▸ **EXTRACTED DATA**:
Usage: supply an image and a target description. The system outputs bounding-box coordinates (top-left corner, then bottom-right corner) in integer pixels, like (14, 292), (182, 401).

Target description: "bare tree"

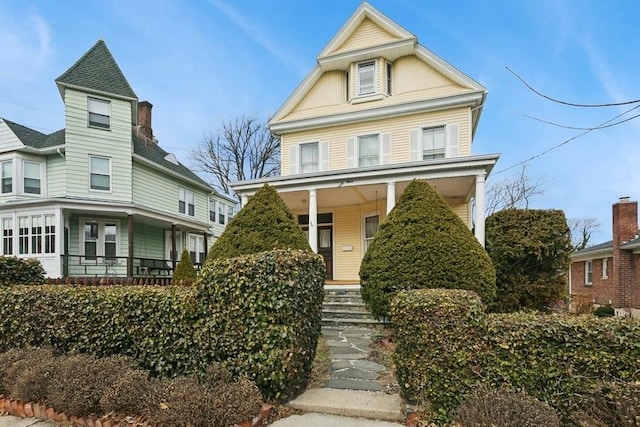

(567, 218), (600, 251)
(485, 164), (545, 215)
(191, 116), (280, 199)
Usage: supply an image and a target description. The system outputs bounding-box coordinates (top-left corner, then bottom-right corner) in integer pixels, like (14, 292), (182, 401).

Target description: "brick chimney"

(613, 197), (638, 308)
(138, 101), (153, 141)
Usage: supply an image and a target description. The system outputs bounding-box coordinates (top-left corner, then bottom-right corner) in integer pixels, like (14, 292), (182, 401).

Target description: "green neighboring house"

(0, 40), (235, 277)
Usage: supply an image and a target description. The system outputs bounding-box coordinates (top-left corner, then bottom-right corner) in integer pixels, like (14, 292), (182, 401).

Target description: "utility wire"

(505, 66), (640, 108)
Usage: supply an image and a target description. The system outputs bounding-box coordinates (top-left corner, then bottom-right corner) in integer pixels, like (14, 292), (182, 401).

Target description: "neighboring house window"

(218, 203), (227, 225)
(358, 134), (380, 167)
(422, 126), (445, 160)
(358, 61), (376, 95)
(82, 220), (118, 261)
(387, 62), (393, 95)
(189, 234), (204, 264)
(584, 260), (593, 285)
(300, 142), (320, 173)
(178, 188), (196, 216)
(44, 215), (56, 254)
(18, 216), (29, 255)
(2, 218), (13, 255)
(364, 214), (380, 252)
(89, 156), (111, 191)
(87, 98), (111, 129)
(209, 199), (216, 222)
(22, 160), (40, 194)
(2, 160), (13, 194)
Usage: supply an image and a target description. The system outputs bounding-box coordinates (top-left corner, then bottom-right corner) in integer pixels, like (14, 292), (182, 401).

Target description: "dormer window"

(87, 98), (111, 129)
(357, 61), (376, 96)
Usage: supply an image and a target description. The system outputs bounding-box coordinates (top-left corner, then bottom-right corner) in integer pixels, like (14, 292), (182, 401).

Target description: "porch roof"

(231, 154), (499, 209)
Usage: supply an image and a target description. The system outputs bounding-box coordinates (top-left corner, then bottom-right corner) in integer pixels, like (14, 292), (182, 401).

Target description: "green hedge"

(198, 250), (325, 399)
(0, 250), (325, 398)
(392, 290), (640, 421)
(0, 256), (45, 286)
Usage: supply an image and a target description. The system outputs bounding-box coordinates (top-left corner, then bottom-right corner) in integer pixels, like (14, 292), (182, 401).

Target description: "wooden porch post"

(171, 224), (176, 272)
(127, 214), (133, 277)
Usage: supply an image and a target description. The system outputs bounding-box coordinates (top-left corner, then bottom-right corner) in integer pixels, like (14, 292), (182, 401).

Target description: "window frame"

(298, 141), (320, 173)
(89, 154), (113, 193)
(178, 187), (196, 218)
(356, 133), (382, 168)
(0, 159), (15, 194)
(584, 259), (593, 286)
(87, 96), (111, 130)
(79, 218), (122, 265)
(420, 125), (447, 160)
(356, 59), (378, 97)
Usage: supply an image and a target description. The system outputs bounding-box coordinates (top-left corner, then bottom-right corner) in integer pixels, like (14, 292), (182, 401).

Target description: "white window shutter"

...

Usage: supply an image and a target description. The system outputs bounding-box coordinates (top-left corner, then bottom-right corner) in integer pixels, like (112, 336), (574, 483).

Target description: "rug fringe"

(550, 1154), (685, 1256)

---

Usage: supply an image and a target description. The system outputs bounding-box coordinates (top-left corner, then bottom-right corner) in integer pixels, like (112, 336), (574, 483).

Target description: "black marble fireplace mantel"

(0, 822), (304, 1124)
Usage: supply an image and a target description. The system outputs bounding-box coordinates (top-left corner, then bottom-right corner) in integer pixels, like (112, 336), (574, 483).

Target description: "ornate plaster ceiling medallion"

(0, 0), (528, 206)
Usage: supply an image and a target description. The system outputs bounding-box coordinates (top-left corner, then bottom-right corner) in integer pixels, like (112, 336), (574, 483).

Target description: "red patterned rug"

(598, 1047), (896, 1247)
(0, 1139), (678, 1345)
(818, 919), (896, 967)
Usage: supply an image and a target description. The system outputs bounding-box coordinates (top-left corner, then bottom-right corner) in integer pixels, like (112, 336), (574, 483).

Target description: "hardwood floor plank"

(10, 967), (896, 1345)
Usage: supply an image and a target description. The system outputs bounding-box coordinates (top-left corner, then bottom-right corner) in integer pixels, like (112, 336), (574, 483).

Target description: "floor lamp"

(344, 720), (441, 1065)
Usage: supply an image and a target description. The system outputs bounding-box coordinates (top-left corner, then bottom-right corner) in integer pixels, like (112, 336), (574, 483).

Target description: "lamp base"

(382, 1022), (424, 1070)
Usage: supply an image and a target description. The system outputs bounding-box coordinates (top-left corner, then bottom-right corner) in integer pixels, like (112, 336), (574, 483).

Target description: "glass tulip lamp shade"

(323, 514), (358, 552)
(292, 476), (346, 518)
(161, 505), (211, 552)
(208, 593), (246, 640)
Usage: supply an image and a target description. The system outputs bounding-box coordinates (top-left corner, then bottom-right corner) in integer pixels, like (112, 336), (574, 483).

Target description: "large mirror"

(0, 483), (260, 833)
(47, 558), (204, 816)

▸ **THE EXERCISE**: Count the lines above that contain the word "window" and give only that number.

▸ **WRITTEN ANSWER**: 4